• WHAT IS ASKED:
Show every line of the rows below that contains the word "roller", copying each line in full.

(Extracts from box-labeled datasets)
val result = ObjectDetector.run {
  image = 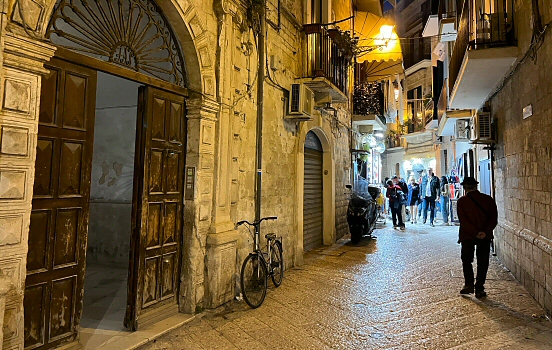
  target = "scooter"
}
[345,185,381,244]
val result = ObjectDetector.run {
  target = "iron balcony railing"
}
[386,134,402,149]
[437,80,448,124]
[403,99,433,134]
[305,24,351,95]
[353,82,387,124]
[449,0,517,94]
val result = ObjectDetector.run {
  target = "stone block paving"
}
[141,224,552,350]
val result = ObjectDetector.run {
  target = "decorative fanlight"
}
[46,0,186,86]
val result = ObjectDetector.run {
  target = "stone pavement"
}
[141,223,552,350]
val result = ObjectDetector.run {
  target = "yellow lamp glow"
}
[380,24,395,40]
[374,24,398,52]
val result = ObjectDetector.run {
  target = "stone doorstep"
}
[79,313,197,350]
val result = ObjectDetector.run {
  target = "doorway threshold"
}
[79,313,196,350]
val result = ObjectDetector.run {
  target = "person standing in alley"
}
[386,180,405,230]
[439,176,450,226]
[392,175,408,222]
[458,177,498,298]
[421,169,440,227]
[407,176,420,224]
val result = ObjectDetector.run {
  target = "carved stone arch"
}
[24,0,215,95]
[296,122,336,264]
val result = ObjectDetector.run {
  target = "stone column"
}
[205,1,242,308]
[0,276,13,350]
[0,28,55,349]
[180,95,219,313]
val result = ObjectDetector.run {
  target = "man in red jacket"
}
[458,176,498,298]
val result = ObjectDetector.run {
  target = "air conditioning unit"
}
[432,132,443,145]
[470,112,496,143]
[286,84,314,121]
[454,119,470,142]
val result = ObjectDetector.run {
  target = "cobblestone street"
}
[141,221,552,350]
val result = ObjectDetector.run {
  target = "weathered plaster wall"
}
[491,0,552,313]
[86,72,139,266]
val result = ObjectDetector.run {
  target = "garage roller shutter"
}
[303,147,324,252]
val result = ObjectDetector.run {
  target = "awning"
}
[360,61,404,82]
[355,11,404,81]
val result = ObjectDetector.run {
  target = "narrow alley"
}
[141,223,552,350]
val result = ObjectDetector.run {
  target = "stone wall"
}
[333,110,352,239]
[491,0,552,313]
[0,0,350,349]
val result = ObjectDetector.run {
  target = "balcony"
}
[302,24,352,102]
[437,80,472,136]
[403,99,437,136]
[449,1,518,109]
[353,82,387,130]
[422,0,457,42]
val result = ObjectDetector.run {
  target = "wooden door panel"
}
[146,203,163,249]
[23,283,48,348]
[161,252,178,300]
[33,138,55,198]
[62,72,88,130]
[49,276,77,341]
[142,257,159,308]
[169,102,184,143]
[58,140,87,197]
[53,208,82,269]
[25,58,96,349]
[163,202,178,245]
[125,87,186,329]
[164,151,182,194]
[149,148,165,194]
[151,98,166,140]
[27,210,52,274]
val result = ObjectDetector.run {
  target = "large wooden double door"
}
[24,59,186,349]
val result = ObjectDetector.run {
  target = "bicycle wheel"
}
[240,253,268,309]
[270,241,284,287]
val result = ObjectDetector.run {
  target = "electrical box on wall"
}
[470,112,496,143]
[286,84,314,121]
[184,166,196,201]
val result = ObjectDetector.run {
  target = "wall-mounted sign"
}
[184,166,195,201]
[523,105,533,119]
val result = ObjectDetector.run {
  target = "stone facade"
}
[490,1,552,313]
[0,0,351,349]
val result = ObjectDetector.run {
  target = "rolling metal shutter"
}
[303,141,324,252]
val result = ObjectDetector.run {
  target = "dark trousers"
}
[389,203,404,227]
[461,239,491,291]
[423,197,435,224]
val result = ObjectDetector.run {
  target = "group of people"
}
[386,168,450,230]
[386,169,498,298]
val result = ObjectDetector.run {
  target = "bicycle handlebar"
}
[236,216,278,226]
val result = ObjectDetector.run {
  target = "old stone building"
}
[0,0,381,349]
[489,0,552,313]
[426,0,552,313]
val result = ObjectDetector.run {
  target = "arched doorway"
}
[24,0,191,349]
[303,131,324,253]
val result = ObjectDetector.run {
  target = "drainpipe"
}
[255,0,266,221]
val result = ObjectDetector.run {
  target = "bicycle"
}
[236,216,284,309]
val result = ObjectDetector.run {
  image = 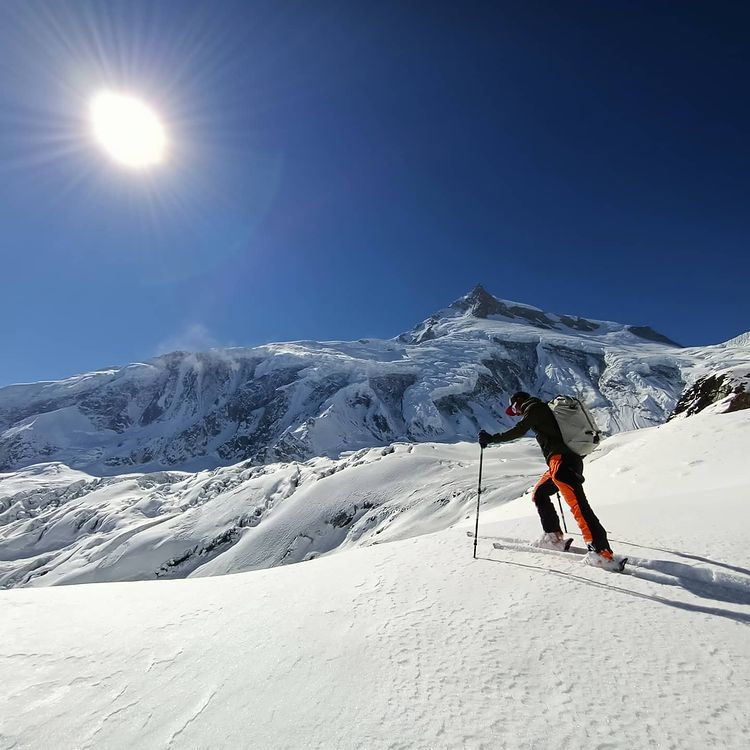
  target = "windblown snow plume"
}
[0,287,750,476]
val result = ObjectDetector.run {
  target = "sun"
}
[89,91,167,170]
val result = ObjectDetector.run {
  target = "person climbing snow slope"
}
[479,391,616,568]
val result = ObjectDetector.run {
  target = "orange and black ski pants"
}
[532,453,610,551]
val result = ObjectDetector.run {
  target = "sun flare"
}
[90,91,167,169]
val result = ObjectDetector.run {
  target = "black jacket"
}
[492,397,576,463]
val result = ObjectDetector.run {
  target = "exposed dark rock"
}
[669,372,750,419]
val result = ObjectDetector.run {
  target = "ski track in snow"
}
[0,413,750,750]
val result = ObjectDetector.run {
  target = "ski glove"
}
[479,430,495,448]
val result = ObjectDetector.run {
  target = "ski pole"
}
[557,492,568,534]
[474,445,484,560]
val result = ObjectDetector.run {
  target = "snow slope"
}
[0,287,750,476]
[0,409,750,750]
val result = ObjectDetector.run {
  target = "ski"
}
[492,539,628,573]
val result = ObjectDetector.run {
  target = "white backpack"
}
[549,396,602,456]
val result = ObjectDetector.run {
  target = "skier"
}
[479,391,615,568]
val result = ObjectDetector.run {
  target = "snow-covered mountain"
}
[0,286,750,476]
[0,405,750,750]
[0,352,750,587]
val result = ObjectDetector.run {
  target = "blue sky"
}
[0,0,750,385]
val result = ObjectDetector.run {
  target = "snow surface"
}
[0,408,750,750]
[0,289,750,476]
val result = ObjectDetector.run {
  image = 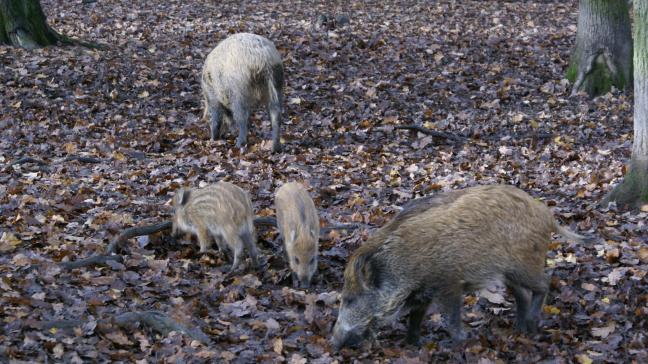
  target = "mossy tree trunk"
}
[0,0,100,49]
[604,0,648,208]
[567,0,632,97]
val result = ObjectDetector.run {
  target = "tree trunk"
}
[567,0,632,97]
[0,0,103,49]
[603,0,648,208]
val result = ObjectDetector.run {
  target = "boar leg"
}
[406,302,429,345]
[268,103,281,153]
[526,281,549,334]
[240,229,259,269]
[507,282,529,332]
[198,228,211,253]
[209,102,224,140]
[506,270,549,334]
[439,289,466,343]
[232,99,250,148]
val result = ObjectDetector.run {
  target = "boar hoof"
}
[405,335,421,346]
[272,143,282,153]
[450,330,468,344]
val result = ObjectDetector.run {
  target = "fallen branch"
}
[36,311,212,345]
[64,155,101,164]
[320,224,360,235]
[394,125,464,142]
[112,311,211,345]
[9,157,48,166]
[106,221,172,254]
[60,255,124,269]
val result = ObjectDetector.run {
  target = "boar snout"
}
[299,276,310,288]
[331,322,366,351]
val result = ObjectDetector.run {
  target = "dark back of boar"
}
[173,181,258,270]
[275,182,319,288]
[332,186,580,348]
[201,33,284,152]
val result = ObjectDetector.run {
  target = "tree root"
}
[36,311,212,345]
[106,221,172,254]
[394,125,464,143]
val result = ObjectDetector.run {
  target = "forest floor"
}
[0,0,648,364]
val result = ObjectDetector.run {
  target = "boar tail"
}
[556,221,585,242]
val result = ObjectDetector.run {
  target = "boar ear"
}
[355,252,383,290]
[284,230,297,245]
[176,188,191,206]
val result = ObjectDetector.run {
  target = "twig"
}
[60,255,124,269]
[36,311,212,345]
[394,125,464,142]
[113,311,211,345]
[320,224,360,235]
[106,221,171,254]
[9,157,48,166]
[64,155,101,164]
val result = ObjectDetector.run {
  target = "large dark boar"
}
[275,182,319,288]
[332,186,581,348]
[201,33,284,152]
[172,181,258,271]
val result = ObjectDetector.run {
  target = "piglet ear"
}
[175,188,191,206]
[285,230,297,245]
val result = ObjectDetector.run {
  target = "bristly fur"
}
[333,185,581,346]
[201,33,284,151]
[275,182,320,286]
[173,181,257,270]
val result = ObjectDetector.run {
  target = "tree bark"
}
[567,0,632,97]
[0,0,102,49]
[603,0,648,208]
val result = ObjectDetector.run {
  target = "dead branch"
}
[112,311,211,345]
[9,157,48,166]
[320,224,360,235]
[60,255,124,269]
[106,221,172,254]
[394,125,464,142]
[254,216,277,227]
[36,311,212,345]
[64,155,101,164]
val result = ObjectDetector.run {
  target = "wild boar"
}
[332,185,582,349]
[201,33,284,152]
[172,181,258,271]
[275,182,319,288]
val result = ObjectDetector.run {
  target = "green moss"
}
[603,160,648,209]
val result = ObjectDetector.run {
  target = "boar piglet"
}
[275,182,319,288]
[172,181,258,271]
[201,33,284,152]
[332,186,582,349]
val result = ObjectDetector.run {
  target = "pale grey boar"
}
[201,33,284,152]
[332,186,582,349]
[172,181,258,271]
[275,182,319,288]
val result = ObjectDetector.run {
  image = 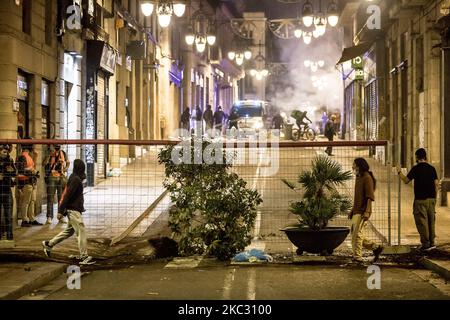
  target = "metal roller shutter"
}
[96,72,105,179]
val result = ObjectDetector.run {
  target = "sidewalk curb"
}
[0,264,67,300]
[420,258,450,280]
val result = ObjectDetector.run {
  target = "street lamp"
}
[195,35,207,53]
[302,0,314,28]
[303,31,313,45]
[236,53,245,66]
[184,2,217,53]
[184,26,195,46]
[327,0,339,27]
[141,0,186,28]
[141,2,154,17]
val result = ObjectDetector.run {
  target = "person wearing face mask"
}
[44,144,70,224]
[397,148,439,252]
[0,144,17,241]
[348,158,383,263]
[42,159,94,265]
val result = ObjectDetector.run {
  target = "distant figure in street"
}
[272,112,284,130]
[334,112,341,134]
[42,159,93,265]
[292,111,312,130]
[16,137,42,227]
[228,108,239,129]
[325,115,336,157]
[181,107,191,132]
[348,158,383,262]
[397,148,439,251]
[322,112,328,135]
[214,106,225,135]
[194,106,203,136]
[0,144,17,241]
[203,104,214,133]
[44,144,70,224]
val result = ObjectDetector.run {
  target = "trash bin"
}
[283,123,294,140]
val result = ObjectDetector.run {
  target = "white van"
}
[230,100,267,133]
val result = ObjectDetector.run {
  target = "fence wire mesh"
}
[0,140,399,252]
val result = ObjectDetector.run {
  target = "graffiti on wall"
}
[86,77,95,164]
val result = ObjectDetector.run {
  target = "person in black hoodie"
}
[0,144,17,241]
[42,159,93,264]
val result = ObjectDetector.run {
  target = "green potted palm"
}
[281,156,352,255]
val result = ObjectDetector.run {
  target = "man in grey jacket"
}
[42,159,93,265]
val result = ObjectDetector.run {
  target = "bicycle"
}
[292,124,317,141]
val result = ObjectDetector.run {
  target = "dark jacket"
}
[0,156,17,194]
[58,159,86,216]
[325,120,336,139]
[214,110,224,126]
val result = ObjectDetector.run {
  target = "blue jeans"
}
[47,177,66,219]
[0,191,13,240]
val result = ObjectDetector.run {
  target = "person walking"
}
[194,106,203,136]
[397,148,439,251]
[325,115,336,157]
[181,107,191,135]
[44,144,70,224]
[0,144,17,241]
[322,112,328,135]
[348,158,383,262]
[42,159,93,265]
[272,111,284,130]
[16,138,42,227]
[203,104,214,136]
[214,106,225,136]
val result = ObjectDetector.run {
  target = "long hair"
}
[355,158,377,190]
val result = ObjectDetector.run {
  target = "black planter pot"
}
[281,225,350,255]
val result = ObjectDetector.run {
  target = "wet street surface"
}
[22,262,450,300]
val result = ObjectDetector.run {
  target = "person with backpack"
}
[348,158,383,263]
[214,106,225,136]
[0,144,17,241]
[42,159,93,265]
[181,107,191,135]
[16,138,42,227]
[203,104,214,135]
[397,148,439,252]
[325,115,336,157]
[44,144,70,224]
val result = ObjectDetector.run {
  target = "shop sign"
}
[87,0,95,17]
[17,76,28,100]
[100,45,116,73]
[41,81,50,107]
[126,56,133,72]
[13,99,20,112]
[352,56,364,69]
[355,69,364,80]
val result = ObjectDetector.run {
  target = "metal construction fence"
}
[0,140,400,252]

• THE REPLY:
  target = "garage roller shutter"
  target = "metal roller shutter"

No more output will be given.